[PROBLEM 1] List every distinct word ending in "-ly" that appears in the Atomic Heart tips text, counting a repeated word once.
[PROBLEM 2] Rewrite part of the Atomic Heart tips text, putting "foes" wherever "enemies" appears. Begin at the words "For the reasons" and stop after "and whack away.".
[PROBLEM 3] Continue the Atomic Heart tips text from the end of its last sentence.

[PAGE]
*-*-*

For the reasons we just talked about, energy is quite an important resource in Atomic Heart, and though it recharges over time, it’s still not exactly an infinite pool. So how exactly do you ensure that your energy meter runs out as infrequently as possible? Well, there’s a few ways to do that. For starters, you should definitely be prioritizing energy in your skill upgrades, given how much you’ll likely be relying on energy-based weapons. It’s also worth keeping in mind that you restore additional energy for every melee hit you land, so when you get the chance, get up close and personal with enemies and whack away.
Atomic Heart is far from a stealth-driven game, though it does have some stealth elements nonetheless- which, as you may have guessed, means having to get past security cameras every now and then to avoid alerting enemies and drawing them all to you. And though you may be tempted to just destroy them as soon as you see them, that’s actually something of a waste of time in this game. Why? Because as soon as you do that, enemy drones come flying in and start making repairs- and if you try and destroy those drones, more of them just keep on coming. It’s far better to come up with other ways to avoid cameras, such as using Shok on them to render them temporarily useless and running past them while they’re down.

*-*-*

Labeled-object pointing rows
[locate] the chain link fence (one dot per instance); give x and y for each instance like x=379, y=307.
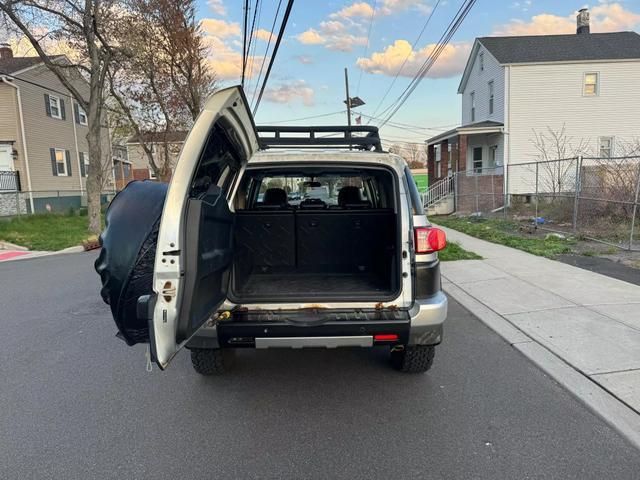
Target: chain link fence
x=595, y=198
x=16, y=203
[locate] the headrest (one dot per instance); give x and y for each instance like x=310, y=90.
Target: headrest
x=275, y=196
x=349, y=194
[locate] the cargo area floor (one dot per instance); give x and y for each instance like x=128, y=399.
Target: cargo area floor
x=278, y=284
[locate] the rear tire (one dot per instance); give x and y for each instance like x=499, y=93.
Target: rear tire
x=212, y=361
x=413, y=358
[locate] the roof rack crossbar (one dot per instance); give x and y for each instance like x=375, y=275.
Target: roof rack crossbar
x=344, y=138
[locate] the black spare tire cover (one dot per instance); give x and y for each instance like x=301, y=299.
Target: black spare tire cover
x=125, y=263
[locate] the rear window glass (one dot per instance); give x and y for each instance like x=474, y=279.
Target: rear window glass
x=325, y=188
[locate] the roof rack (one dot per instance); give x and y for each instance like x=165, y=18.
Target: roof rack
x=306, y=137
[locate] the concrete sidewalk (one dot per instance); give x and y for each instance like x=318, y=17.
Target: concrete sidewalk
x=588, y=320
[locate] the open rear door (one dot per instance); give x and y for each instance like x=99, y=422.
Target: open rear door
x=194, y=251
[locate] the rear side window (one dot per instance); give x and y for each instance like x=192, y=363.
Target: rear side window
x=414, y=194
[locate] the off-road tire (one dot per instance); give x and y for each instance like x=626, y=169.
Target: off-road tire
x=212, y=361
x=413, y=358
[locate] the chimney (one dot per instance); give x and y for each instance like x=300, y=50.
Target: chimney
x=5, y=51
x=583, y=21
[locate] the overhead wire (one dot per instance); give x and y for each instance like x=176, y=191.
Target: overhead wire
x=366, y=46
x=283, y=25
x=430, y=61
x=404, y=62
x=266, y=51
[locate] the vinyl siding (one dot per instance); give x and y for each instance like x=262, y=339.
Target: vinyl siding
x=10, y=126
x=478, y=82
x=43, y=132
x=550, y=95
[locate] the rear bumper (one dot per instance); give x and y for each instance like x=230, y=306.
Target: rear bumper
x=427, y=318
x=421, y=325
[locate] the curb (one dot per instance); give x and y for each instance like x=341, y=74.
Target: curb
x=11, y=246
x=613, y=411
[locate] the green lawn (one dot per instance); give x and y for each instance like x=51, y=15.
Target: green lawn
x=454, y=251
x=504, y=233
x=45, y=232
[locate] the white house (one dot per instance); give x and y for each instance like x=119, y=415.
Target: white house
x=515, y=87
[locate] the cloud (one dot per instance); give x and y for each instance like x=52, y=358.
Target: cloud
x=358, y=9
x=607, y=17
x=397, y=6
x=264, y=35
x=288, y=93
x=220, y=28
x=451, y=61
x=304, y=59
x=334, y=35
x=311, y=37
x=218, y=7
x=227, y=62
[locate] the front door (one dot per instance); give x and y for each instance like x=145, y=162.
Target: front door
x=194, y=250
x=6, y=158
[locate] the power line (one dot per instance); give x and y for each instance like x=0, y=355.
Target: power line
x=341, y=112
x=283, y=25
x=244, y=39
x=424, y=27
x=430, y=61
x=366, y=47
x=273, y=25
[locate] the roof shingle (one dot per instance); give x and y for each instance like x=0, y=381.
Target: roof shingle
x=562, y=48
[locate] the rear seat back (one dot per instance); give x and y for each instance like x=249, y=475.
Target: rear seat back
x=311, y=239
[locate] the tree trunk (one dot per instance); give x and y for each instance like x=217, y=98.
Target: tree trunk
x=94, y=139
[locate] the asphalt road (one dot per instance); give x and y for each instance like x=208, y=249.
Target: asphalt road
x=77, y=403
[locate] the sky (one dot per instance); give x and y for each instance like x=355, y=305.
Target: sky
x=372, y=39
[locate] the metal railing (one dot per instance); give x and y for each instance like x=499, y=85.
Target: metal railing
x=9, y=181
x=439, y=190
x=14, y=203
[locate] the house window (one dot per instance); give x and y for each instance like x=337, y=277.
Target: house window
x=606, y=147
x=473, y=106
x=491, y=97
x=85, y=161
x=591, y=86
x=438, y=153
x=477, y=160
x=493, y=156
x=61, y=162
x=54, y=107
x=82, y=116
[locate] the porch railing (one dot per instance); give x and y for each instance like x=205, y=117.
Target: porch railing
x=439, y=190
x=9, y=181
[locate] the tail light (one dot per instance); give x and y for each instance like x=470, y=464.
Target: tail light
x=428, y=239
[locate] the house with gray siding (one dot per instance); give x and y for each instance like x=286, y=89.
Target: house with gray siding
x=43, y=134
x=513, y=88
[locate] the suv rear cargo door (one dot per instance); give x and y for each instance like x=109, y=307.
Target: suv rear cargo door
x=194, y=252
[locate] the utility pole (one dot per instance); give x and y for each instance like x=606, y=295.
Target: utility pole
x=348, y=100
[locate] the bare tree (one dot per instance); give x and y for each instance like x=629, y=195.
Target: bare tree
x=554, y=150
x=162, y=81
x=85, y=25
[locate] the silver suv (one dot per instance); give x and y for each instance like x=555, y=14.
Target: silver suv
x=274, y=237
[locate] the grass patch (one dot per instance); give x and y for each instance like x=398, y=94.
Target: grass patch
x=506, y=233
x=454, y=251
x=45, y=232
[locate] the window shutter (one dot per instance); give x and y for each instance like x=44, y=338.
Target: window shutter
x=47, y=105
x=68, y=155
x=54, y=166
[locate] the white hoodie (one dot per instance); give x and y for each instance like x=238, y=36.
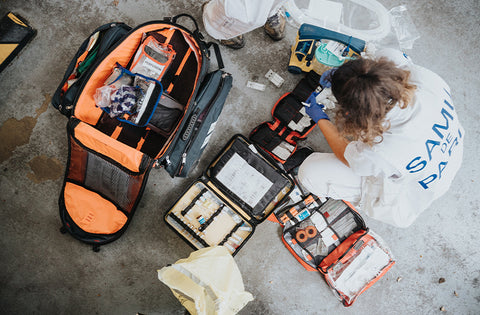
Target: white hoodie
x=420, y=153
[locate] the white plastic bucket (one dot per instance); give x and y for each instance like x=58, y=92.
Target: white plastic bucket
x=297, y=10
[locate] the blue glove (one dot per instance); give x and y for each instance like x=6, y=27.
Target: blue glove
x=325, y=78
x=315, y=111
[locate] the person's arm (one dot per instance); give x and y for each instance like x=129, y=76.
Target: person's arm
x=335, y=140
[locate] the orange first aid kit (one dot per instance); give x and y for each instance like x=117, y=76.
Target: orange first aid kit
x=330, y=236
x=135, y=98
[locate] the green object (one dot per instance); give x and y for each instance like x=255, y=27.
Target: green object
x=326, y=57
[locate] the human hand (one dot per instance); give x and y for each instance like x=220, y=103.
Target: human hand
x=326, y=77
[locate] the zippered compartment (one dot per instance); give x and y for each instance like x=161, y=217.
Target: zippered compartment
x=249, y=179
x=100, y=193
x=108, y=34
x=204, y=217
x=317, y=229
x=349, y=272
x=199, y=124
x=182, y=86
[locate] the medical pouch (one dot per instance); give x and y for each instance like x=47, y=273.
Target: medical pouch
x=291, y=124
x=92, y=49
x=104, y=180
x=112, y=149
x=356, y=265
x=199, y=125
x=330, y=236
x=239, y=189
x=152, y=58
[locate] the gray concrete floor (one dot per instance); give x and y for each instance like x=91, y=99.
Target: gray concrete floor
x=45, y=272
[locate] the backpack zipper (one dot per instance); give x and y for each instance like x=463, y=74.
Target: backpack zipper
x=198, y=123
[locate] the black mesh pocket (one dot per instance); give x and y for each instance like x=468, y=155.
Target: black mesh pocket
x=265, y=137
x=111, y=181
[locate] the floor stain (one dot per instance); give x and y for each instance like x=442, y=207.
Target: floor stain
x=44, y=168
x=15, y=133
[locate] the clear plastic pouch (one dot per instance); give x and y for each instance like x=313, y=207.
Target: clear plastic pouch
x=129, y=97
x=152, y=58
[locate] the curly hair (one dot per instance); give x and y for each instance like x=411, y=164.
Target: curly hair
x=366, y=90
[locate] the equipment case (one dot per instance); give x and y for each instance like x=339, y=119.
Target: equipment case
x=330, y=236
x=239, y=190
x=109, y=158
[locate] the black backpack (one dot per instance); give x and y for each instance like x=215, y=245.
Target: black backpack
x=110, y=158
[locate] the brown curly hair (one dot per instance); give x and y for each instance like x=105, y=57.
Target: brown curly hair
x=366, y=90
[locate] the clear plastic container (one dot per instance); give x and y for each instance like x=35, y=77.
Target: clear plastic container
x=364, y=19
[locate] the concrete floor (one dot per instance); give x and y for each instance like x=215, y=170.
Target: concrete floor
x=45, y=272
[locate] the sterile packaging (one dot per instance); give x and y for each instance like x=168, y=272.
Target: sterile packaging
x=152, y=58
x=331, y=237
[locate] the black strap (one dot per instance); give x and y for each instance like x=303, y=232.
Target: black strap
x=196, y=31
x=218, y=54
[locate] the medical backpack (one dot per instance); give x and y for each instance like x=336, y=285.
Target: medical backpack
x=169, y=125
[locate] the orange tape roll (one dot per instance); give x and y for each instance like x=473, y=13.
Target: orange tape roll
x=311, y=231
x=301, y=236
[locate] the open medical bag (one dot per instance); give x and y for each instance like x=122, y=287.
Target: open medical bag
x=330, y=236
x=290, y=124
x=110, y=157
x=239, y=190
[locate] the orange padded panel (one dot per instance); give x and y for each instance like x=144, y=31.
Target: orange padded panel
x=91, y=212
x=103, y=144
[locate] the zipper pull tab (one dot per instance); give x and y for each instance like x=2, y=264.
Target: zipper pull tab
x=181, y=165
x=167, y=161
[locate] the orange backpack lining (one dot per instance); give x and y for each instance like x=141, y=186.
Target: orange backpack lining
x=86, y=109
x=103, y=144
x=91, y=212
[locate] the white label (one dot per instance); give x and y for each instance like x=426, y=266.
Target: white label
x=244, y=180
x=256, y=86
x=336, y=48
x=154, y=69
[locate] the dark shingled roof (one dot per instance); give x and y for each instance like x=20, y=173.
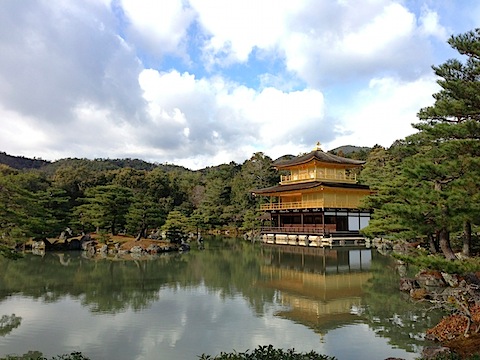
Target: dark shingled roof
x=318, y=155
x=306, y=186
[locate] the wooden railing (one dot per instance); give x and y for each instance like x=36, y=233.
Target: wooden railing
x=314, y=204
x=293, y=205
x=298, y=229
x=340, y=177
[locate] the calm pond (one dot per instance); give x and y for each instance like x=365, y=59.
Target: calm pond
x=231, y=296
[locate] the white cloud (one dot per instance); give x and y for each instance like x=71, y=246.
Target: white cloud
x=384, y=112
x=225, y=121
x=227, y=79
x=160, y=27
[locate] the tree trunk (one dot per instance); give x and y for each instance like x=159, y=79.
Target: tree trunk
x=444, y=240
x=467, y=238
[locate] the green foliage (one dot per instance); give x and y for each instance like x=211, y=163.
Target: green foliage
x=268, y=353
x=436, y=262
x=35, y=355
x=105, y=207
x=176, y=227
x=427, y=184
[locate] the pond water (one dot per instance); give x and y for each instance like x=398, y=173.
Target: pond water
x=231, y=296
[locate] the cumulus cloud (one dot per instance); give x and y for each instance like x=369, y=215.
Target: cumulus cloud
x=384, y=112
x=203, y=82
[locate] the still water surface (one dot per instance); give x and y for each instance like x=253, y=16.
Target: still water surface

*-*-*

[FINAL RESULT 1] exactly, infrequently, definitely, likely, actually, temporarily

[FINAL RESULT 2]
For the reasons we just talked about, energy is quite an important resource in Atomic Heart, and though it recharges over time, it’s still not exactly an infinite pool. So how exactly do you ensure that your energy meter runs out as infrequently as possible? Well, there’s a few ways to do that. For starters, you should definitely be prioritizing energy in your skill upgrades, given how much you’ll likely be relying on energy-based weapons. It’s also worth keeping in mind that you restore additional energy for every melee hit you land, so when you get the chance, get up close and personal with foes and whack away.

[FINAL RESULT 3]
One of Atomic Heart’s weirdest choices is that out in the open world, there isn’t much point to trying to take out all enemies that you come across. This isn’t necessarily the case in the dungeons, but in the open world, much like the aforementioned cameras, the enemy robots that you destroy more often than not end up getting repaired by drones- and yes, the drones are effectively endless waves, so there’s no point wasting your time, ammo, or energy on trying to take out all of them. It’s much better to just let go of your urge to take out every single enemy in sight and just be on your way to your next objective marker. Trust us, it’ll save you a whole lot of frustration.
Platforming isn’t necessarily Atomic Heart’s strong suit, but every so often, the game does sprinkle in some platforming and traversal challenges nonetheless. That, incidentally, can be a bit frustrating at times, because the game isn’t always great at conveying whether, say, a gap that you’re standing in front of can be jumped across or not. Even gaps that seem like they should be small enough to jump over can often lead to you plummeting to your death (or at least to you taking damage) every now and then. Thankfully, there is one easy tell that you can keep your eye out for- if your character reaches out with his hand while you’re standing in front of a gap, that means it’s a jumpable one.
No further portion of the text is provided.